Set problem - Please convert the lines below into a JSON list of strings, with one string per line and blank lines omitted.

Items -
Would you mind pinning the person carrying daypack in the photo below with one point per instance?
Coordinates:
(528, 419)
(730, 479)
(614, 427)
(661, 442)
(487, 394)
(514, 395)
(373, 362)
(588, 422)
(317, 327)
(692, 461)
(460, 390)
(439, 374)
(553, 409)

Finished answer -
[
  "Would you mind pinning the person carrying daypack in the photo below with one point per instance?",
  "Coordinates:",
  "(528, 419)",
  "(730, 479)",
  "(614, 427)",
  "(661, 442)",
  "(487, 394)",
  "(514, 395)",
  "(373, 362)",
  "(588, 422)",
  "(317, 327)",
  "(692, 461)",
  "(460, 390)",
  "(439, 374)",
  "(553, 409)"
]